=== Extracted text ===

"All the world's a stage and all the men and women merely players." - St Bride's: Reflection

St Bride's: Sermons

"All the world's a stage and all the men and women merely players."

shakespeare.jpg"All the world's a stage,
And all the men and women merely players;
They have their exits and their entrances;
And one man in his time plays many parts,
His acts being seven ages. At first the infant,
Mewling and puking in the nurse's arms;
Then the whining school-boy, with his satchel
And shining morning face, creeping like snail
Unwillingly to school. And then the lover,
Sighing like furnace, with a woeful ballad
Made to his mistress' eyebrow. Then a soldier,
Full of strange oaths, and bearded like the pard,
Jealous in honour, sudden and quick in quarrel,
Seeking the bubble reputation
Even in the cannon's mouth. And then the justice,
In fair round belly with good capon lin'd,
With eyes severe and beard of formal cut,
Full of wise saws and modern instances;
And so he plays his part. The sixth age shifts
Into the lean and slipper'd pantaloon,
With spectacles on nose and pouch on side;
His youthful hose, well sav'd, a world too wide
For his shrunk shank; and his big manly voice,
Turning again toward childish treble, pipes
And whistles in his sound. Last scene of all,
That ends this strange eventful history,
Is second childishness and mere oblivion;
Sans teeth, sans eyes, sans taste, sans everything."

The opening line from Jacques speech in Shakespeare's As you Like It. He goes on to describe the seven ages of man as a journey from infancy to old age and then "mere oblivion." This image of the journey, of being on the way, trying to make sense of this confusing world and yet being bound together as we travel along, is one that has always spoken powerfully to me. And I suppose particularly so when one reaches a milestone along the way, as I did recently when I celebrated my 60th birthday. So forgive me if I speak personally, but I hope not self-indulgently. I'm not sure if, in Shakespeare's terms, I've reached the 5th stage, "in fair round belly with good capon lin'd" or the sixth stage, "with lean and slipper'd pantaloon, spectacles on nose and pouch on side", or somewhere between the two. Whichever it is, Shakespeare takes it for granted that life is a one-way street, a journey punctuated by different stages or phases, each one involving a certain amount of letting-go of the past, as well as looking ahead to the future. And it is lovely today to welcome someone who is celebrating the first stage, James Wills "mewling and puking in his nurse's arms" as he comes to his baptism and looks ahead with hope to the future.

=== Entries supplied ===

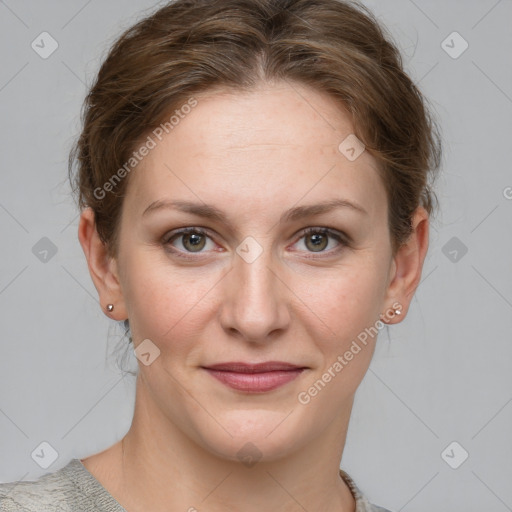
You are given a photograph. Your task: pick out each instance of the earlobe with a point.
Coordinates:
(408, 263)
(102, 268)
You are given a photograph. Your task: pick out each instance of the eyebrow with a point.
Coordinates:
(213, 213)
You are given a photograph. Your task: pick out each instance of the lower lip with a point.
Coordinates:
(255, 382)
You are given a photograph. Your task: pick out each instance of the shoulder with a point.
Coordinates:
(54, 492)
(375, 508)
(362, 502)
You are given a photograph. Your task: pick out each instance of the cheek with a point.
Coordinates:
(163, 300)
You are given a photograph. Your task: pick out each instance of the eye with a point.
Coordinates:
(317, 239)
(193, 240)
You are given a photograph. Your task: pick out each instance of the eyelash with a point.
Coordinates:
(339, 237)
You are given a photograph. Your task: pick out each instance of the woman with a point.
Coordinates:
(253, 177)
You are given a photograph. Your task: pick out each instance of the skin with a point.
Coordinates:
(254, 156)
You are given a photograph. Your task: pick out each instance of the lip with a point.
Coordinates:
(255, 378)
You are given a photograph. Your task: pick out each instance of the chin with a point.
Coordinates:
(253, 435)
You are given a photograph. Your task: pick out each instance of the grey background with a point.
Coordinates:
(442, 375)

===

# Goal of the exercise
Continue the St Bride's sermon on Shakespeare's seven ages of man, picking up after its last sentence.

# Exercise response
When you get to sixty, however, you realise that you're over halfway through those seven stages, and that realisation powerfully focuses the mind. You realise for instance that you simply haven't got the same energy you had at 30, you're more conscious of the things you haven't achieved, the goals and ambitions that probably won't now be realised. You accept that there are aspects of our lives that can't be changed, but that that's ok, and also that it's important to make the most of all the blessings which you do enjoy, the people you love and the friendships you've made.

newman.jpgSo for all of us, as we grow older, there is a reassessment of what really matters and what we want out of life that can actually lead to a greater serenity and contentment and yes, openness to the spiritual dimension and to God. The great Cardinal John Henry Newman once wrote "Here below to live is to change, and to be made perfect is to have changed often." As we move through the stages of life we change and hopefully we grow in wisdom, understanding, in tolerance, in openness to others and to new ideas. And in the process we pray that we become more truly the people that God made us to be, shedding our false selves and allowing God to mould and remake us, so that we become more fully human, more generous, more full of grace.

I don't know if you've read the novel Chocolat by Joanne Harris - It's the story of a young single French mother Vianne who comes with her daughter to a French village to set up a shop that sells chocolates. The shop is opposite the church and the local priest is immediately, implacably opposed to both the shop and its owner. Vianne sells her chocolate all through Lent and plans a Grand Chocolate Festival for Easter Sunday. She's very much a free spirit and not much of a churchgoer, but she does help and support people in the village. She's generous, warm and liberal, but the sanctimonious Father Renaud sees her as a dangerous subversive, undermining the moral fibre of the community. In spite of this it is Vianne who earns the affection and loyalty of the villagers, rather than Father Renaud.

Father Renaud hates to see people enjoying themselves and he sees chocolate as a moral issue, a distraction from religious observance. While Vianne exudes joie de vivre, the priest is a sad character, imprisoned in his closed and bigoted world.

The irony of the story is that Vianne's character shines with real generosity and grace, while the priest is trapped in his life-denying religiosity. The moral for me and for all of us, on our journeys through life, but especially when you reach the milestone of 60, is that we need less narrow and sanctimoniousness, the worst kind of stale religion, and more real generosity and grace and authentic enjoyment of life; in fact - more chocolate!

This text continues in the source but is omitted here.